• _AVAILABLE RECORDS_
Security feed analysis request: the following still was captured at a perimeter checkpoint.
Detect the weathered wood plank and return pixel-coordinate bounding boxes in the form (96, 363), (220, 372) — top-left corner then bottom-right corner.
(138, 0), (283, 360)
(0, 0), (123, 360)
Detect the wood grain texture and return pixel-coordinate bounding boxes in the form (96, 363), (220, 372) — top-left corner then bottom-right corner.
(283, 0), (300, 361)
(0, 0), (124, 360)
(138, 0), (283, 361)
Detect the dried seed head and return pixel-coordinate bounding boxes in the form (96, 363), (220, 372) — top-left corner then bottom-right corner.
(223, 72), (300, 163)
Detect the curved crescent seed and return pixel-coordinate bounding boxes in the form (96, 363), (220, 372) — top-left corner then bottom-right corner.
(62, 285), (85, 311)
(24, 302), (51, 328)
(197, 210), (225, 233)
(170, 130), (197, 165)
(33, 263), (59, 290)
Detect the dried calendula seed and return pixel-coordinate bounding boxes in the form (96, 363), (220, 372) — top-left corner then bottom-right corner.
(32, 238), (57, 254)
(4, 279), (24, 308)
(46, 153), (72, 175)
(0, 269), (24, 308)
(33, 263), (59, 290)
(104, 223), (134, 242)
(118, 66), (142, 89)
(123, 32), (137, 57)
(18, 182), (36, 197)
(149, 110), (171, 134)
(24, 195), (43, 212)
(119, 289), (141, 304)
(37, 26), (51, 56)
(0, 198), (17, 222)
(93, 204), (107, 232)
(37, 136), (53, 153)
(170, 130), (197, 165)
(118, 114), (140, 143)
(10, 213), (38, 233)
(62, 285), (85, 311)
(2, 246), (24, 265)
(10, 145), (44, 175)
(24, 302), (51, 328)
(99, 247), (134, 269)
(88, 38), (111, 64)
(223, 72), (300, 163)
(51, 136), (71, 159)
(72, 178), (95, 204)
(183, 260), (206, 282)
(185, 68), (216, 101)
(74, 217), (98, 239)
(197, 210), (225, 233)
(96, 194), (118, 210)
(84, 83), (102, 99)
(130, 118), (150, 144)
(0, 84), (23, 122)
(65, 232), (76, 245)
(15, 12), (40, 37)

• _THE TASK_
When the entries above are retyped, each line must stay exactly as it is.

• _TASK RESULT_
Security feed analysis request: the following still was captured at a perimeter checkpoint.
Detect the weathered wood plank and return pixel-coordinate bounding boxes in the form (96, 363), (220, 372) — top-left corner then bottom-right corner.
(138, 0), (283, 360)
(0, 0), (123, 360)
Detect the wood grain texture and return pixel-coordinate bounding boxes in the form (96, 363), (220, 372) — top-left corner then bottom-right corner.
(283, 0), (300, 361)
(0, 0), (124, 360)
(138, 0), (283, 361)
Detect the dried seed head and return pixel-coordinate bounding boxes in the form (96, 363), (220, 372) — top-left corner then bottom-right corner.
(223, 72), (300, 163)
Detect the curved crescent seed and return pixel-coordinate bounding boxes in the form (96, 363), (220, 372) — top-left corner then bottom-right corner.
(62, 285), (85, 311)
(24, 302), (51, 328)
(197, 210), (225, 233)
(170, 130), (197, 165)
(33, 263), (59, 290)
Detect the dried calendula seed and return pixel-coordinate bounding boxes in the form (96, 363), (220, 372) — top-left corner then bottom-right corner.
(32, 238), (57, 254)
(4, 279), (24, 308)
(46, 153), (72, 175)
(0, 269), (24, 308)
(33, 263), (59, 290)
(104, 223), (134, 242)
(118, 66), (142, 89)
(123, 32), (137, 57)
(18, 182), (36, 197)
(149, 110), (171, 134)
(24, 195), (43, 212)
(119, 289), (141, 304)
(37, 26), (51, 56)
(0, 198), (17, 222)
(93, 204), (107, 232)
(37, 136), (53, 153)
(170, 130), (197, 165)
(118, 114), (140, 143)
(10, 213), (38, 233)
(62, 285), (85, 311)
(2, 246), (24, 265)
(10, 145), (44, 175)
(24, 302), (51, 328)
(99, 247), (134, 269)
(88, 38), (111, 64)
(223, 72), (300, 163)
(51, 136), (71, 159)
(72, 178), (95, 204)
(183, 260), (206, 282)
(185, 68), (216, 101)
(74, 217), (98, 239)
(197, 210), (225, 233)
(96, 194), (118, 210)
(84, 83), (102, 99)
(130, 118), (150, 144)
(0, 84), (23, 122)
(65, 232), (76, 245)
(15, 12), (40, 37)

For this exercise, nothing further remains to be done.